# Brief
In the forum thread on grilled peaches and nectarines, how long should the fruit grill skin side down before it is turned over?

# Extracted text
_ _ _ _ _ _ _
# Grilled peaches or nectarines/spicy chocolate sauce



## kadesma (Jun 23, 2012)

Cut your fruit a combination of 10 nectarines and peaches and grill for about 3 min skin side down, squeeze lemon or lime juice over fruit, turn them over ad grill til tender about 3 min more. Place them on platter sprinkle with sugar and serve with lemon or lime wedges, For a special treat serve with spicy chocolate sauce. combine 4 oz of bittersweet chocolate chopped and 2 tab. 1/2 & 1/2  in a double boiler. Set over hot water ( not boiling) for 2 min. stirring til smooth Remove from heat add 1/4 vanilla  and cayenne pepper to taste If sauce is too thick, stir in 1-2 tab. of 1/2 &1/2 warmed drizzle over the peaches or nectarines 
enjoy
kades


----------



## Hoot (Jun 23, 2012)

That sounds great!
I love grilled fruit, especially peaches. We serve grilled fruit with cayenne vanilla ice cream.
I will have to try that chocolate sauce!
Thanks!


----------



## kadesma (Jun 23, 2012)

Hoot said:


> That sounds great!
> I love grilled fruit, especially peaches. We serve grilled fruit with cayenne vanilla ice cream.
> I will have to try that chocolate sauce!
> Thanks!


You're welcome. Enjoy
kades


----------
_ _ _ _ _ _ _
# Excerpted records
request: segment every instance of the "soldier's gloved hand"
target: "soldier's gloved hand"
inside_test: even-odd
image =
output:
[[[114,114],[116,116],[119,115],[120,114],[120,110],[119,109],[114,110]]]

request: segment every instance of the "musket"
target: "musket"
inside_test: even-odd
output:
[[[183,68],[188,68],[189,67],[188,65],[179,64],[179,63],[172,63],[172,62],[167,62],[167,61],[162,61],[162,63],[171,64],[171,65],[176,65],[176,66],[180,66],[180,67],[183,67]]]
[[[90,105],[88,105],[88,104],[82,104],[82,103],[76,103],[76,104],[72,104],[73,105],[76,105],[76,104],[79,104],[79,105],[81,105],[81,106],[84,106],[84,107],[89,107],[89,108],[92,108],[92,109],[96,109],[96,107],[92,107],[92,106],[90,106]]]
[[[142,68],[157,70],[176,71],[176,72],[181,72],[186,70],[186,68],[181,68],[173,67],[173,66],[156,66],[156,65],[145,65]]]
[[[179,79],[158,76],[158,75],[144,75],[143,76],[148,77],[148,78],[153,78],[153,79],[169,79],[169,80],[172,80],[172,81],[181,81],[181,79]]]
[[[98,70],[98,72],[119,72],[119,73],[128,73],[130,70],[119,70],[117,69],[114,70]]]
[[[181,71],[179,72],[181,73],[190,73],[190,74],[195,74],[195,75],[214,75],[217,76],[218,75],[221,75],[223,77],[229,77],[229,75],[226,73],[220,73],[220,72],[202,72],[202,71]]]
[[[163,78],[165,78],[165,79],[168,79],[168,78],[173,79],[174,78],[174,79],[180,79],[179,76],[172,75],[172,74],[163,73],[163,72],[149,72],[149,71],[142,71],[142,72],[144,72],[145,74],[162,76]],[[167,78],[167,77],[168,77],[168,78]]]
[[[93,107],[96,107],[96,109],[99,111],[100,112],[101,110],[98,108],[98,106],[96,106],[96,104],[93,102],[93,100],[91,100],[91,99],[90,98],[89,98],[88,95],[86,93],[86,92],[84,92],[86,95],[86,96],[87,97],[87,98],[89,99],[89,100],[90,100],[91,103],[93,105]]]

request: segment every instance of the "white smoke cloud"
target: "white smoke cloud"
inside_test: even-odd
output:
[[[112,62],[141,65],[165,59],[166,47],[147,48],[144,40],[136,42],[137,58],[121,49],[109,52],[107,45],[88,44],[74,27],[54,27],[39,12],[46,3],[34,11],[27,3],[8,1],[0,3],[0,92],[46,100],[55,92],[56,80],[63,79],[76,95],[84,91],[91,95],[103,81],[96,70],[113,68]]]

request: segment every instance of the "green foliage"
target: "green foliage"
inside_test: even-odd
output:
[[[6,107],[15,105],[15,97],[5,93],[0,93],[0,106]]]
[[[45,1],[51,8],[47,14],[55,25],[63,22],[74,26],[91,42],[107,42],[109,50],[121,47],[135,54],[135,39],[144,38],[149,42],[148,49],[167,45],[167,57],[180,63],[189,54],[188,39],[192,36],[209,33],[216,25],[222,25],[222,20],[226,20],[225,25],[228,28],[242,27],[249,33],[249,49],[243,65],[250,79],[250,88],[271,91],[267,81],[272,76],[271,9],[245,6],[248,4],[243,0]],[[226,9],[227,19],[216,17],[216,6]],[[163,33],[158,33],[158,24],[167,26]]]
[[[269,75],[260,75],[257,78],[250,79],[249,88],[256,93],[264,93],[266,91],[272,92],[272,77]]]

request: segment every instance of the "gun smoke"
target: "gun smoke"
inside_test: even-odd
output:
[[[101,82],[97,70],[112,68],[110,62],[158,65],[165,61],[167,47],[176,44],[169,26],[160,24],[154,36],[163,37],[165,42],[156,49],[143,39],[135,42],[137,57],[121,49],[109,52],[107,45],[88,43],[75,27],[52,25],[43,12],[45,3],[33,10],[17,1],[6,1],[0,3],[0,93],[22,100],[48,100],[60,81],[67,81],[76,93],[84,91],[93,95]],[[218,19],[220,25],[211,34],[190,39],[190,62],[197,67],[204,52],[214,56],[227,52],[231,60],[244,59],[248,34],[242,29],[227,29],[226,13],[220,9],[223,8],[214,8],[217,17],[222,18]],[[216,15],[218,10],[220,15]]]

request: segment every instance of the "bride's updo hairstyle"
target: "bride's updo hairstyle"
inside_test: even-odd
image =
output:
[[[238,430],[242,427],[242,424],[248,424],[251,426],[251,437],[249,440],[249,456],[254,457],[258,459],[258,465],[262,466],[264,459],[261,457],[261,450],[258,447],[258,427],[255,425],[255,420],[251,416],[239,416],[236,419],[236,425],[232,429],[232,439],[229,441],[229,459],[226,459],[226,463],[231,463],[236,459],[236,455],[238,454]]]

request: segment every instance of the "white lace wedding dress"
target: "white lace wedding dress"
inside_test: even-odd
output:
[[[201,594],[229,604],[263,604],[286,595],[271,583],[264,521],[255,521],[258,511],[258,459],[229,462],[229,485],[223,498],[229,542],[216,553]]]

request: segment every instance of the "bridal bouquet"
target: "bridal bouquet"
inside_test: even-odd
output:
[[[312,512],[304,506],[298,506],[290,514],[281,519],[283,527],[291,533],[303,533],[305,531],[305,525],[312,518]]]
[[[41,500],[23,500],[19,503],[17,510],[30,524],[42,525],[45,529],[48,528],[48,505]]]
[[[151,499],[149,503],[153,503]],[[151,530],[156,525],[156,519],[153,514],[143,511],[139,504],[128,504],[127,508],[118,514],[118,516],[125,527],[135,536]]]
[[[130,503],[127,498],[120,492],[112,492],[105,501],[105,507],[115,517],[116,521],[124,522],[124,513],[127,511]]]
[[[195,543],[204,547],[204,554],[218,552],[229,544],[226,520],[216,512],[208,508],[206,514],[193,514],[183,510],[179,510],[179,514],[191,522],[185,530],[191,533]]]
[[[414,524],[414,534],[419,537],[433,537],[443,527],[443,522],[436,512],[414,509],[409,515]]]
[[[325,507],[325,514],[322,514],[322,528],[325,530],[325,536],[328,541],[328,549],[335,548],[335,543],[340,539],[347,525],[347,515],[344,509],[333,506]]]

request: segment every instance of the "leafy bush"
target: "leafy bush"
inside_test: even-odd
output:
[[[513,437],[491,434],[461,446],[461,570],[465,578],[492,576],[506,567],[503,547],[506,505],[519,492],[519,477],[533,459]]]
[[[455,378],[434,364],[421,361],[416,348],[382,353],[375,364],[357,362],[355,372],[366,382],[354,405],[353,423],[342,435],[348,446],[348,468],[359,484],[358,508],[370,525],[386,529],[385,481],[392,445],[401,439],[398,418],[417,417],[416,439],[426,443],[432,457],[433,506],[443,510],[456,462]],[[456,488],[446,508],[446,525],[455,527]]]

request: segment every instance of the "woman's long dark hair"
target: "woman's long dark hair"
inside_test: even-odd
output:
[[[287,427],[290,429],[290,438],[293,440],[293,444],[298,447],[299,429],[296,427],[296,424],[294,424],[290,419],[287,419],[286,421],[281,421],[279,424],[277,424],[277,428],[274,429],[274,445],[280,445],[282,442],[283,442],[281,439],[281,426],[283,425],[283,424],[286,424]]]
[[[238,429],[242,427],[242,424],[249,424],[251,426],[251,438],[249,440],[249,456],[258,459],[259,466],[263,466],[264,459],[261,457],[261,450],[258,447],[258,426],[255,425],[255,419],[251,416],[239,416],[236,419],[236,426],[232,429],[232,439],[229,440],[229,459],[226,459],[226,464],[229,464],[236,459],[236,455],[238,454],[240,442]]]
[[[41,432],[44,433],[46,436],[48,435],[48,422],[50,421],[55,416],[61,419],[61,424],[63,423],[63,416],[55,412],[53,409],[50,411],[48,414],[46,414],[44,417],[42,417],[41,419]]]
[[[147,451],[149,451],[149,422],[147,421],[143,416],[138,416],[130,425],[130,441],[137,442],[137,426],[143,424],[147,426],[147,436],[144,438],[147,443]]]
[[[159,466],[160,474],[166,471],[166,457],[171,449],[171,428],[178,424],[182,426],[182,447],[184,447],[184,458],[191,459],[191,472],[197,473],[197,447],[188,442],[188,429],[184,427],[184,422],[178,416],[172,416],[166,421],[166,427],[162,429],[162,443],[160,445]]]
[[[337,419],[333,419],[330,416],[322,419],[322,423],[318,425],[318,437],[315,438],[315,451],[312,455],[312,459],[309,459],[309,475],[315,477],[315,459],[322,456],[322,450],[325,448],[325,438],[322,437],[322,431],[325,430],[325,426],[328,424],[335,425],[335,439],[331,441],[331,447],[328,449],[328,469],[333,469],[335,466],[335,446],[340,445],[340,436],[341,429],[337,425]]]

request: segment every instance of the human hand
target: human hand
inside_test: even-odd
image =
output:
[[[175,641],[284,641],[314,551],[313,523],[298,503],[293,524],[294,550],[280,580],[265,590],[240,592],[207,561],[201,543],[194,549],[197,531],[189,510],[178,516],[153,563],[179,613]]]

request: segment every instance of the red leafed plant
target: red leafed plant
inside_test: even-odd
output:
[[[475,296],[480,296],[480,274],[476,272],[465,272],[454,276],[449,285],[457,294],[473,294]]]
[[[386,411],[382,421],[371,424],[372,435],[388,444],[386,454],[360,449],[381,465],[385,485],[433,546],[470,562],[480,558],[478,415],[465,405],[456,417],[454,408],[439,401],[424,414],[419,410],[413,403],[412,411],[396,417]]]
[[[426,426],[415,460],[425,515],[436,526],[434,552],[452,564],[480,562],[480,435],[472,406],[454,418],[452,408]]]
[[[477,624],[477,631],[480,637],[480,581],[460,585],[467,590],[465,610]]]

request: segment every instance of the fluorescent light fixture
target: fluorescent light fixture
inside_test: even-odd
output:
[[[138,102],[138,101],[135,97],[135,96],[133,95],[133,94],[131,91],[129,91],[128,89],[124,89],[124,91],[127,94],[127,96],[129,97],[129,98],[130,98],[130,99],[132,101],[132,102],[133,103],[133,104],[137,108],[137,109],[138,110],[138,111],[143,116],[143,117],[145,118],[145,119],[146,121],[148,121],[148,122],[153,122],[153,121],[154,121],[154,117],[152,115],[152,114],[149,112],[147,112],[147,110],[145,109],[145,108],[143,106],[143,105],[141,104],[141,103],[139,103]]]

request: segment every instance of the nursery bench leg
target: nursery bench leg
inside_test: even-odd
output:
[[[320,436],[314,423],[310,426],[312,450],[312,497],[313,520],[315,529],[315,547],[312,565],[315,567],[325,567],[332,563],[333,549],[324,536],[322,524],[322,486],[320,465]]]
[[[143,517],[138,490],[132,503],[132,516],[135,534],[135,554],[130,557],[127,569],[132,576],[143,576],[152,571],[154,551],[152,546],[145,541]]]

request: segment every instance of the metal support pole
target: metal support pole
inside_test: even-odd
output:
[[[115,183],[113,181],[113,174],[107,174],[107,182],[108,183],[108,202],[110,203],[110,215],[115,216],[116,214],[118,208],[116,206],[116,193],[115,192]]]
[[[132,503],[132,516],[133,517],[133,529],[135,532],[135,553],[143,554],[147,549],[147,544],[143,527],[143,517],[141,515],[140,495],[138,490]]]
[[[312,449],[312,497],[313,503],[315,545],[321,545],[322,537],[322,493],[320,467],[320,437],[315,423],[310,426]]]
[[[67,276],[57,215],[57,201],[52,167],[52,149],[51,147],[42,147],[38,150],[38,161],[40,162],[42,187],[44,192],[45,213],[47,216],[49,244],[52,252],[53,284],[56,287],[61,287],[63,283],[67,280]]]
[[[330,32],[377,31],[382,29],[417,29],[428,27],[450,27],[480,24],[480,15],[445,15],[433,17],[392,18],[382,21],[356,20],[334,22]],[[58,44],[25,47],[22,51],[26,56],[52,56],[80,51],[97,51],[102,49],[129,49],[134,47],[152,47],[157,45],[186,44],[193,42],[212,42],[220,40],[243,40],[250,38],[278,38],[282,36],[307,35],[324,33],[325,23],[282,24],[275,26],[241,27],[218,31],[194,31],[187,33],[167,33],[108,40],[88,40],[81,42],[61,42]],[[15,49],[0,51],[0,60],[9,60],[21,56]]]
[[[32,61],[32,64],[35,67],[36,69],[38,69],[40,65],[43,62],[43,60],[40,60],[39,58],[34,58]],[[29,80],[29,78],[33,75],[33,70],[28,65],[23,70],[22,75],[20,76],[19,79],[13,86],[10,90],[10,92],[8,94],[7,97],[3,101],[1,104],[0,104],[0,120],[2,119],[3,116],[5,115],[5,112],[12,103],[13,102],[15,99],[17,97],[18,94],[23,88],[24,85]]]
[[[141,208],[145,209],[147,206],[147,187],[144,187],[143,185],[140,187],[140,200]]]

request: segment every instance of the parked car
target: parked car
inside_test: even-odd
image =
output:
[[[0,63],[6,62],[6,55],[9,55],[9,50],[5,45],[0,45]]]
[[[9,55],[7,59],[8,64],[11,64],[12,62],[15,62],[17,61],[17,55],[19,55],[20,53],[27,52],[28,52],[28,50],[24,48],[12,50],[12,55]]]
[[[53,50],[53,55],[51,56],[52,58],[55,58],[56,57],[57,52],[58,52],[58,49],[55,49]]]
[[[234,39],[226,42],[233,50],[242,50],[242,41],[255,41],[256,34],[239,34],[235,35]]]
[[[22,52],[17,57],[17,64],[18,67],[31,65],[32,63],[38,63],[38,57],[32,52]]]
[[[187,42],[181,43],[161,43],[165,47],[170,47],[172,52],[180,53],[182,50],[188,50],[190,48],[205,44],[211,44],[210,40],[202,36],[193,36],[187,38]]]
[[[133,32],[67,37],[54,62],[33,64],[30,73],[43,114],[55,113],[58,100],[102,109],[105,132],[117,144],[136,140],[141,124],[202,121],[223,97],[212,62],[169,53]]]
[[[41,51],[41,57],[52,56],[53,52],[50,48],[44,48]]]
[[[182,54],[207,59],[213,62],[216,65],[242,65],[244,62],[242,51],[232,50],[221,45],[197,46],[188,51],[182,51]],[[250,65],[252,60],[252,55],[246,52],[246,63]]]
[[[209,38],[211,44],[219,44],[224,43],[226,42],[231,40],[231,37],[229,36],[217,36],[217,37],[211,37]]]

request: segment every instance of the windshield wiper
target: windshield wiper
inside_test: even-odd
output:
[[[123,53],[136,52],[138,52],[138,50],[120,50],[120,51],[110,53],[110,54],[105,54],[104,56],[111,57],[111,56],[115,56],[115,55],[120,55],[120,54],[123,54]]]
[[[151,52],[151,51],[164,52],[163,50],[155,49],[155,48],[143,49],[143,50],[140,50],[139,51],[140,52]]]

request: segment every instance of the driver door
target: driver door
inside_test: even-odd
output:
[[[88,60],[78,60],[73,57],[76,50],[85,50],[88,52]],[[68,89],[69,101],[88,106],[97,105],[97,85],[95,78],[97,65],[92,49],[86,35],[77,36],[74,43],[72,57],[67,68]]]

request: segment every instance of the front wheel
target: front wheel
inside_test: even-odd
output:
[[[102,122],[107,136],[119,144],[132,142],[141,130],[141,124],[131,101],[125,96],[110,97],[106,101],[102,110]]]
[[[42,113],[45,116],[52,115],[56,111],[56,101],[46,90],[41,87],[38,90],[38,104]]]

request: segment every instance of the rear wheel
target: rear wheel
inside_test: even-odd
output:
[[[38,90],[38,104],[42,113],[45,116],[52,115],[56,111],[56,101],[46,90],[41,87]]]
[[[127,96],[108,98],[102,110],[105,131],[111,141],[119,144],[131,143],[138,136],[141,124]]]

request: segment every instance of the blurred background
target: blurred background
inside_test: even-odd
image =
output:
_ _ _ _ _ _ _
# Reply
About 3 minutes.